◆ EXERCISE
Every entry below needs to be copied exactly.

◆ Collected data
= Beginning of Section =

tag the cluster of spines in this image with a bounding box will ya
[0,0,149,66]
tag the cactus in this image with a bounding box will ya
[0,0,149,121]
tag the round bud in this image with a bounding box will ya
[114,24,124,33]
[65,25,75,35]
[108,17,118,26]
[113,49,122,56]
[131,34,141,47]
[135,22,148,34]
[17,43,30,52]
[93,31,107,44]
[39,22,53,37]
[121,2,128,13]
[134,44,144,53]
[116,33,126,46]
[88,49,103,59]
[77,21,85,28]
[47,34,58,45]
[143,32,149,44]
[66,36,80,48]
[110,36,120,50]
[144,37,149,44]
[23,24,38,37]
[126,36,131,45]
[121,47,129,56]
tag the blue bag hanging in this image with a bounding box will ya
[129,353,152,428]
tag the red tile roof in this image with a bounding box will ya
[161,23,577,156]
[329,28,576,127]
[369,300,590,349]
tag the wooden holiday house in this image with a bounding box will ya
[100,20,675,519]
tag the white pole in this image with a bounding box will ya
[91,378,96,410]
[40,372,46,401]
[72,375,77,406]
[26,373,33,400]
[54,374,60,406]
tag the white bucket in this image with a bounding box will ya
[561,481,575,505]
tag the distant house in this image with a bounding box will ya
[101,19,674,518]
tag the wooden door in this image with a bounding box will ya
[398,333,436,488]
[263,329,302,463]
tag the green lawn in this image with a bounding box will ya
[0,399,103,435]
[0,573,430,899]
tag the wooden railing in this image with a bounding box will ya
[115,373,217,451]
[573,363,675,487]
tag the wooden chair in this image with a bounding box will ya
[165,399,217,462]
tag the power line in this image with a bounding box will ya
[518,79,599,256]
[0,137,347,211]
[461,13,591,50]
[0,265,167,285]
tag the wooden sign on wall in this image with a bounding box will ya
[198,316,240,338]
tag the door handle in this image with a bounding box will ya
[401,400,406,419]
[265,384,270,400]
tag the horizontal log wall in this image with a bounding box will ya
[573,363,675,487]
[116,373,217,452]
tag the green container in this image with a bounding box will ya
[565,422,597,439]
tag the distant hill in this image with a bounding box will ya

= End of Section =

◆ EXERCISE RESPONSE
tag the cluster of spines in this image with a bounding box will ya
[0,0,149,66]
tag the cactus in this image with a bounding box will ya
[0,0,149,121]
tag the round bud in this image with a bounding box will ya
[114,24,124,33]
[65,25,75,35]
[108,17,118,26]
[113,49,122,56]
[131,34,141,47]
[135,22,148,34]
[17,43,30,52]
[93,31,107,44]
[39,22,53,37]
[121,2,128,13]
[134,44,144,53]
[116,33,126,46]
[88,49,103,59]
[77,21,85,28]
[47,34,58,45]
[143,32,149,44]
[66,36,80,48]
[110,36,120,50]
[144,37,149,44]
[23,24,38,37]
[126,36,131,45]
[121,47,129,56]
tag the blue bag hanging in this image with a bounding box will ya
[129,353,152,428]
tag the red tile roof in this image with a bounding box will ya
[161,23,577,156]
[329,28,576,127]
[369,300,590,349]
tag the wooden holiday house in this image with a bounding box will ya
[100,20,675,519]
tag the white pole in this image with a bounding box will ya
[91,378,96,410]
[40,372,46,401]
[72,375,77,406]
[26,373,33,400]
[54,374,60,406]
tag the white bucket in this image with a bounding box will ya
[561,481,575,505]
tag the distant house in this image with a bounding box will ya
[101,19,674,518]
tag the wooden door in this image with a bounding box will ya
[398,333,436,488]
[263,329,302,463]
tag the green lawn in this image with a bounding box will ya
[0,399,103,435]
[0,573,430,899]
tag the wooden railing in this image with a bounding box will ya
[115,373,217,451]
[573,363,675,487]
tag the wooden chair in this image with a bounding box will ya
[165,399,217,462]
tag the power line in this image with a bounding box will ya
[518,79,599,256]
[0,137,347,211]
[461,13,591,50]
[0,265,167,285]
tag the wooden sign on wall in this image with a bounding box will ya
[198,316,240,338]
tag the door handle in this image with a bounding box will ya
[401,400,406,419]
[265,384,270,400]
tag the horizontal log wall in this image with a bounding box will ya
[573,363,675,487]
[116,373,217,452]
tag the green container in this image with a bounding box will ya
[565,422,597,439]
tag the distant hill in this image with a bounding box will ya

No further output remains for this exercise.